▶ **Work required**
Convert the records, from the start of the records up to and including the line containing "[(818, 563)]", into a two-column CSV with the headers input and output. Give one row per record, with its text under input and its answer under output, each as a single quoted field with line breaks replaced by spaces.

▶ **Data section**
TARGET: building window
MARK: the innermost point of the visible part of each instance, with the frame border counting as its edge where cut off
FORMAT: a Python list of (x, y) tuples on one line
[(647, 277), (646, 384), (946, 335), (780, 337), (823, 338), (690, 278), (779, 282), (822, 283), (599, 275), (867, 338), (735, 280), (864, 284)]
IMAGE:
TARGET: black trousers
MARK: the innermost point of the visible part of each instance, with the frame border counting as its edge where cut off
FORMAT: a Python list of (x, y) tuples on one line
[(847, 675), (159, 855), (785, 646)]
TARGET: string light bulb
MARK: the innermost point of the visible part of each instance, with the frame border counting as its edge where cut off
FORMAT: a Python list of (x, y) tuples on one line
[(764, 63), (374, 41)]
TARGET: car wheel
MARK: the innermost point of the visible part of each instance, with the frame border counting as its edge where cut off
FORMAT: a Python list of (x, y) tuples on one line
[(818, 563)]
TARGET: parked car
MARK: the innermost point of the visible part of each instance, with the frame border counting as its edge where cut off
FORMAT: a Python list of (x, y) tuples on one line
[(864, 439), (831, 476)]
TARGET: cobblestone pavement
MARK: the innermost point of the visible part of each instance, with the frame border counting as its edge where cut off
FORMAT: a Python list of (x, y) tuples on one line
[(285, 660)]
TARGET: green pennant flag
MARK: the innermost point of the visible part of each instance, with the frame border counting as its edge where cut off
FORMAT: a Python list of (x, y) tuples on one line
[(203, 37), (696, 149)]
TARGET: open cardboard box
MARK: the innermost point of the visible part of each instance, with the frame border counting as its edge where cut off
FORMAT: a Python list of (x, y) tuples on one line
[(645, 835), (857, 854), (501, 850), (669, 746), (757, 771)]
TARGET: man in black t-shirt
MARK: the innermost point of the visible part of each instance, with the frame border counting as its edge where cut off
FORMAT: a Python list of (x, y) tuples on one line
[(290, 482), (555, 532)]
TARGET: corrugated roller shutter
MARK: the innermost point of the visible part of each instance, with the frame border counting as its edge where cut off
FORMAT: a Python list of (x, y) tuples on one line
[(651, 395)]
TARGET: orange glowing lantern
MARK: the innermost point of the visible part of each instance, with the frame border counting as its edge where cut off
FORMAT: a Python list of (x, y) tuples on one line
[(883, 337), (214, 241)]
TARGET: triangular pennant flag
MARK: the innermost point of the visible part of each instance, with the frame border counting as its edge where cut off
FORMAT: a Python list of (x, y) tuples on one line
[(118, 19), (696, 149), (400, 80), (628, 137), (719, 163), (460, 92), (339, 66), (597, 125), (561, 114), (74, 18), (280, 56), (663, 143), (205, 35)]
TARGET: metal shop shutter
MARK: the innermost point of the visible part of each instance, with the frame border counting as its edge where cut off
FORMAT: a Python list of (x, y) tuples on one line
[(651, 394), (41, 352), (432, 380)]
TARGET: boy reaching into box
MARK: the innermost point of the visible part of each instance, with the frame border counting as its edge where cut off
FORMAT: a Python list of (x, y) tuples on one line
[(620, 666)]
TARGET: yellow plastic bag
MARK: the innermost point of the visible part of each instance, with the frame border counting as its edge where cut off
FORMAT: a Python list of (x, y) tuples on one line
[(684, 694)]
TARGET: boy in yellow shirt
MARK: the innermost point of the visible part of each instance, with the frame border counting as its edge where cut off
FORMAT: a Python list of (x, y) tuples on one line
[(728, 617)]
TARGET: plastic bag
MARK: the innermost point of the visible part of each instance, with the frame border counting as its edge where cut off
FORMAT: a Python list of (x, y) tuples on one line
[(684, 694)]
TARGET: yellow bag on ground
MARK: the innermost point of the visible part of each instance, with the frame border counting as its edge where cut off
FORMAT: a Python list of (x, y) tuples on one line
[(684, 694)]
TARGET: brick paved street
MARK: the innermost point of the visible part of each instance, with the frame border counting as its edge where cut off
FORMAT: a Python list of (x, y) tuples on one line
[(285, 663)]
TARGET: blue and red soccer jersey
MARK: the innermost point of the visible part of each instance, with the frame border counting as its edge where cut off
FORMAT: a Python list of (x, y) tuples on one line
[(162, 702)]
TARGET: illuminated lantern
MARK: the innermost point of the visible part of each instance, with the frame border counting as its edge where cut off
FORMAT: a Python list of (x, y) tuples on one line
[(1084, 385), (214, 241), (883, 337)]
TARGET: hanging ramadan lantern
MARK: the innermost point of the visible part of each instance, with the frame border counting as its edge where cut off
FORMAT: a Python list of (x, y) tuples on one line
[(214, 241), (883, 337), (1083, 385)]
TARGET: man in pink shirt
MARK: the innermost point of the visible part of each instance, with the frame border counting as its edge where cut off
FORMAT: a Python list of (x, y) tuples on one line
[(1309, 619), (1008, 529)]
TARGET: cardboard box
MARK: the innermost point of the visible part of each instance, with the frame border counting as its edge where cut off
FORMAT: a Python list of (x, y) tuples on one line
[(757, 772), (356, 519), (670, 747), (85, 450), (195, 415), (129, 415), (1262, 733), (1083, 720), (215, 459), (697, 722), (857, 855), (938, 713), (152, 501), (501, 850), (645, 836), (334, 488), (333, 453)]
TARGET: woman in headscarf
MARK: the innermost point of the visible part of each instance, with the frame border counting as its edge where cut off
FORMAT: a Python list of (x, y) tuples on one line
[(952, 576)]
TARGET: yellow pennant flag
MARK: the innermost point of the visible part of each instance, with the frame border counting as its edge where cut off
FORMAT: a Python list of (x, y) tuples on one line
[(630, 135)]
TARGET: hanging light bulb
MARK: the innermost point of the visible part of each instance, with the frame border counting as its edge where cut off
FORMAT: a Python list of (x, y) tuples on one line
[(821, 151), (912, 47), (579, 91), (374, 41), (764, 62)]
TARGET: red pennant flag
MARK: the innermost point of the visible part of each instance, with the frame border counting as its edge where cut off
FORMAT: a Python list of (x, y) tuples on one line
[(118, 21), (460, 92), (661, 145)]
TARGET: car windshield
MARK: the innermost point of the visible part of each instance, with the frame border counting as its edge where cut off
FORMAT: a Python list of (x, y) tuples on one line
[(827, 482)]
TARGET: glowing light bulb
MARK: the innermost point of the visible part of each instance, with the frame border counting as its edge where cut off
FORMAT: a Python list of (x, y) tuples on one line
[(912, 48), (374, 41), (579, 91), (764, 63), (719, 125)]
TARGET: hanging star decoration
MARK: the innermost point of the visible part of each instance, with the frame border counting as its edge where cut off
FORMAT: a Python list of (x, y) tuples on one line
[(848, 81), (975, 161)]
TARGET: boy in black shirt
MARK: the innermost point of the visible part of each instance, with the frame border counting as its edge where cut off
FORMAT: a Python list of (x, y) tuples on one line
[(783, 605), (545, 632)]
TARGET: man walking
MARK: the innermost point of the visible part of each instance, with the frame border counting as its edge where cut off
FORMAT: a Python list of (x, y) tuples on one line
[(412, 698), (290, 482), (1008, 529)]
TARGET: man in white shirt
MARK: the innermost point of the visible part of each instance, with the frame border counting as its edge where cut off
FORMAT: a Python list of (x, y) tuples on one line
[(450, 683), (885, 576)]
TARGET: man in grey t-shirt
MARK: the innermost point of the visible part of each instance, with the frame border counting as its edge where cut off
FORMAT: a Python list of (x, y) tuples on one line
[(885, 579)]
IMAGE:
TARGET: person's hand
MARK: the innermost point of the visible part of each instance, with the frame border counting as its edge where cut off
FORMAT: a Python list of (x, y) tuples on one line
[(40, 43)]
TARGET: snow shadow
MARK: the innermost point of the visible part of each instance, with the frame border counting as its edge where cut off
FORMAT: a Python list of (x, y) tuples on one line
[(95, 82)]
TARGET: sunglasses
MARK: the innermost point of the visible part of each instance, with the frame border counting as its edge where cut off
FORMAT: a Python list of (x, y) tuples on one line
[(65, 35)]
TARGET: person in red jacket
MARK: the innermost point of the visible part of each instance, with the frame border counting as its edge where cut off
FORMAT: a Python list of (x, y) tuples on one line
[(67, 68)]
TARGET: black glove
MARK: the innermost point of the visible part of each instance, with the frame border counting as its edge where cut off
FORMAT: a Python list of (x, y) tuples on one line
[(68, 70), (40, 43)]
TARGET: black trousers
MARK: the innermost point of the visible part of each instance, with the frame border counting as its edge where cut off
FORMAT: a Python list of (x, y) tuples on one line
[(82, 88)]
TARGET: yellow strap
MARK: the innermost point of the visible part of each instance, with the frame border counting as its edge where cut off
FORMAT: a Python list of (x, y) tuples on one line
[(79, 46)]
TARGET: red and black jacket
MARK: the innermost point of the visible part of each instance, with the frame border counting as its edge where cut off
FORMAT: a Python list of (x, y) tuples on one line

▶ **Response to this task**
input,output
"TARGET: building window MARK: the innermost point of the visible part of each instance, with the frame border counting as its edge where cut off FORMAT: a Python list of (x, y) tuples on one line","[(647, 277), (646, 384), (946, 335), (780, 337), (823, 338), (690, 278), (779, 282), (822, 283), (599, 275), (867, 338), (735, 280), (864, 284)]"
"IMAGE: TARGET: black trousers MARK: the innermost point of the visible part of each instance, with the frame border counting as its edge where cut off FORMAT: a Python list of (x, y) tuples on one line","[(847, 675), (159, 855), (785, 646)]"
"TARGET: string light bulb MARK: the innermost point of the visible part of each instance, with the frame border counting as its edge where cut off FORMAT: a Python list of (x, y) tuples on one line","[(764, 63), (374, 41)]"
"TARGET: car wheel MARK: the innermost point of the visible part of each instance, with the frame border counting as its edge where cut off FORMAT: a Python list of (x, y) tuples on one line","[(818, 563)]"